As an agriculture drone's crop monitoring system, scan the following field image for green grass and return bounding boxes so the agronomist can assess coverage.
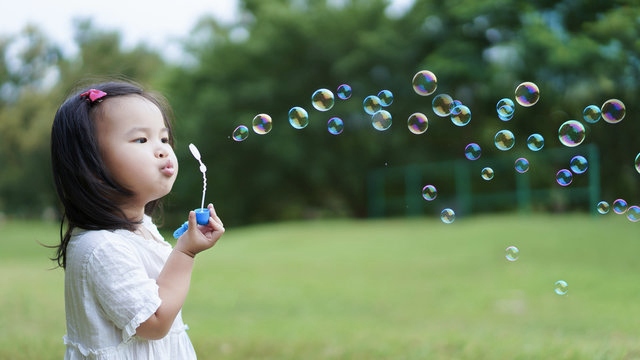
[0,214,640,360]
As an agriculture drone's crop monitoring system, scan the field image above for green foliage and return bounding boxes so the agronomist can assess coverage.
[0,0,640,225]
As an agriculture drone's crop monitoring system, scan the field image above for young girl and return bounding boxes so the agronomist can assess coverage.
[51,82,224,360]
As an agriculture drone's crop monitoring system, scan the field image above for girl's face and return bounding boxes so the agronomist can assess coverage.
[96,95,178,212]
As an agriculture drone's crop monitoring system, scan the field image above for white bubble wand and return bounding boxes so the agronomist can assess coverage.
[189,144,207,209]
[173,144,210,239]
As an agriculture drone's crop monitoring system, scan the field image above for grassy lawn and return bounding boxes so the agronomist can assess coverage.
[0,214,640,360]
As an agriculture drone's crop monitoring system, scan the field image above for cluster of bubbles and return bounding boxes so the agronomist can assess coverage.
[226,70,640,295]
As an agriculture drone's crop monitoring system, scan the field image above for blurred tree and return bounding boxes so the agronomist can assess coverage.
[0,0,640,225]
[169,0,639,222]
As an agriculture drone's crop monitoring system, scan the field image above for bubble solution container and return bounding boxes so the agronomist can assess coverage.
[173,208,210,239]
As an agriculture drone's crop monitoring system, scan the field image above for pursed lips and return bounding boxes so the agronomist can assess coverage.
[160,160,176,176]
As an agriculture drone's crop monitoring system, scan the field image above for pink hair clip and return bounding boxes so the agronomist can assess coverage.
[80,89,107,103]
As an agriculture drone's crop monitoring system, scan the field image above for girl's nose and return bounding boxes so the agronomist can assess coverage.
[156,147,168,158]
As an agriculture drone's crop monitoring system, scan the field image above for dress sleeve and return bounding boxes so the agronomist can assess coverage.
[86,235,161,343]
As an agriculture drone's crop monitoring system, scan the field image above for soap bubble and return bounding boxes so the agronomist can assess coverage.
[527,134,544,151]
[251,114,273,135]
[289,106,309,130]
[516,81,540,107]
[480,167,493,181]
[362,95,382,115]
[311,89,334,111]
[627,205,640,222]
[556,169,573,186]
[504,246,520,261]
[440,208,456,224]
[327,116,344,135]
[451,105,471,126]
[514,158,529,174]
[422,185,438,201]
[411,70,438,96]
[558,120,586,147]
[496,98,516,121]
[596,200,611,215]
[613,199,628,215]
[464,143,482,160]
[336,84,353,100]
[600,99,627,124]
[582,105,601,124]
[378,90,393,107]
[431,94,453,117]
[553,280,569,295]
[371,110,392,131]
[493,130,516,151]
[569,155,589,174]
[407,113,429,135]
[231,125,249,141]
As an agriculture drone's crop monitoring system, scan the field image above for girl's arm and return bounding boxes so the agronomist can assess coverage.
[136,204,224,340]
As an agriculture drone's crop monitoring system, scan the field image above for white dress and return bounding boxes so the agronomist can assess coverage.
[64,216,196,360]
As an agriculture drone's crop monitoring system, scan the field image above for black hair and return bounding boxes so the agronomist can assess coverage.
[51,81,174,268]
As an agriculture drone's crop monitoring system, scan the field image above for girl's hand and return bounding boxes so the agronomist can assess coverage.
[174,204,224,257]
* * * * * * *
* Task prompt *
Copy every one of the lines above word for word, leaving out the picture.

* Result *
As an agriculture drone's crop monitoring system, scan the following field image for green grass and return bounding boxes so the agronomist can assess coverage.
[0,214,640,360]
As an agriculture drone's crop monitoring system, scan the field image above for green foliage and return bounding boxes so the agronomist can assess coverage.
[0,0,640,225]
As an agriculture drone's crop monitoring system, scan the field image above for young girl and return bounding boxes so the agronomist can assess coverage.
[51,82,224,360]
As an agriculture drone's crop monitoring system, scan the field image above for girl's face and return bounding boxes so the agronomist can assess coverage.
[96,95,178,212]
As an agriculture drone's crop monitoring system, scan the field image above for white bubble wand and return bounding boxes so the agronomist can assess coverage.
[189,144,207,209]
[173,144,210,239]
As an agriculture drone's crop monitoring system, scan the field image above for grassy lawn and return bounding boxes so the agronomist can assess coverage.
[0,214,640,360]
As an agriculture drone's crop monitoring system, scan the field image above for cluster of bubbles and return bounding boxes so the agronomist can assess coverage.
[226,70,640,295]
As an agriculture drone's crop monitoring system, scan the field image above for blurred tree and return bounding boxes so the agronomist can assess coverage.
[0,0,640,225]
[169,0,639,222]
As an agriculture drone's crop monitoring system, scan the field image above for bubble solution container and return bounding boxes so the agronomist can assess coverage.
[173,208,210,239]
As an agriculture drone's crop monitoring system, scan the field image above for pursed lips and return bounding boxes so the agronomist can assess coverage.
[160,160,176,176]
As an agriculture drone's crop monitoring system, scan the field image above for pink hair clip and return bounding boxes so the agronomist can assess coverage.
[80,89,107,103]
As an agriculture drone's crop monitoring system, scan the field image above for girl's nose and return bounding boxes so the agronomist can assess coverage.
[156,147,168,158]
As an agriculture drone's crop monitoring system, scan the field image above for dress sleeve and return bounding boxes so the agronomist can assess coverage.
[86,235,161,343]
As an agriculture drone's crop monitoring system, scan the field image above for soap bubble and return bounding boxes so the agronomist can assess coverage.
[527,134,544,151]
[251,114,273,135]
[289,106,309,130]
[516,81,540,107]
[480,167,493,181]
[362,95,382,115]
[311,89,334,111]
[627,205,640,222]
[556,169,573,186]
[504,246,520,261]
[440,208,456,224]
[327,116,344,135]
[451,105,471,126]
[514,158,529,174]
[422,185,438,201]
[411,70,438,96]
[558,120,586,147]
[496,98,516,121]
[596,200,611,215]
[613,199,628,215]
[464,143,482,160]
[336,84,353,100]
[600,99,627,124]
[582,105,601,124]
[378,90,393,107]
[431,94,453,117]
[553,280,569,295]
[371,110,392,131]
[493,130,516,151]
[569,155,589,174]
[407,113,429,135]
[231,125,249,141]
As an agriculture drone's crop monitoring system, scan the field image above for girl's arm and return bounding boxes so the agronomist can assess coverage.
[136,204,224,340]
As an agriculture drone's crop monitoring system, scan the field image above for white dress and return bounding boxes so the agronomist can assess coverage.
[64,216,196,360]
As an agriculture drone's crop monitoring system, scan the field image above for black hair and return bounding boxes so the agronomist can assess coverage.
[51,81,174,268]
As an agriculture drone's crop monitoring system, scan the field image above for girl's hand and return bounding boxes so the agronomist can assess coverage.
[174,204,224,257]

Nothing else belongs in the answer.